TASK OBJECTIVE:
Print the rows from the very first line down to and including the line that contains "0L616 0L622 26L622", reproducing each line without any change.

MATERIAL TO PROCESS:

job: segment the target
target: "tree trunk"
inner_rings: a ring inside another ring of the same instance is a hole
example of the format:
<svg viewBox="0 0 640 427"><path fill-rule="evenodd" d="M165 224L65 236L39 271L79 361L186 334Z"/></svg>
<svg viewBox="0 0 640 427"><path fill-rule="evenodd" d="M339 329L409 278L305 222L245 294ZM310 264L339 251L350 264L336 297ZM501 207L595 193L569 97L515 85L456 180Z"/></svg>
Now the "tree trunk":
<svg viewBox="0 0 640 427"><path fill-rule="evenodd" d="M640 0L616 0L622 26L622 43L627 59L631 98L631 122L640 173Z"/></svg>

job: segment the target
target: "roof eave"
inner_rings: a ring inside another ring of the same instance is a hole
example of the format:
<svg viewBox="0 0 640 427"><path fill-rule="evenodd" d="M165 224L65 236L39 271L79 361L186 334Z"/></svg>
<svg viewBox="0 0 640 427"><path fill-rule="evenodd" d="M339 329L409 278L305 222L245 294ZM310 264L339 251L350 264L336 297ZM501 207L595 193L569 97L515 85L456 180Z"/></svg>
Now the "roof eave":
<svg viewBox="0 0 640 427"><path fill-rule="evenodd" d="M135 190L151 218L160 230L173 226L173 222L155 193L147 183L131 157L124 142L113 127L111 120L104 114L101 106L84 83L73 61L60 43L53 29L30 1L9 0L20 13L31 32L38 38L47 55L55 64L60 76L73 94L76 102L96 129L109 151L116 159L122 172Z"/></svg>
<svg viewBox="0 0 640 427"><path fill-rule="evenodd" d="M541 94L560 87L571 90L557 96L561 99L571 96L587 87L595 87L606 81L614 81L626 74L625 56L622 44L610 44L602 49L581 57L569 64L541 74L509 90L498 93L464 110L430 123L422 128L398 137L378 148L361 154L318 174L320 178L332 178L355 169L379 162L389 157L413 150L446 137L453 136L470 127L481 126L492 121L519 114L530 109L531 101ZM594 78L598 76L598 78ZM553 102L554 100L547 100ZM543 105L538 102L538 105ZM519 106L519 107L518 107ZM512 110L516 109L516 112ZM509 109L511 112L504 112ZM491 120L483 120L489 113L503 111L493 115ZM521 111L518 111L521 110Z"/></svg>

OUTPUT FOR THIS EXERCISE:
job: segment the target
target: "tree trunk"
inner_rings: a ring inside another ring of the same instance is a hole
example of the format:
<svg viewBox="0 0 640 427"><path fill-rule="evenodd" d="M165 224L65 236L39 271L79 361L186 334Z"/></svg>
<svg viewBox="0 0 640 427"><path fill-rule="evenodd" d="M339 329L409 278L305 222L245 294ZM310 264L339 251L350 264L336 297ZM501 207L595 193L569 97L515 85L456 180Z"/></svg>
Now the "tree trunk":
<svg viewBox="0 0 640 427"><path fill-rule="evenodd" d="M640 0L616 0L622 26L622 43L627 59L631 98L631 122L640 173Z"/></svg>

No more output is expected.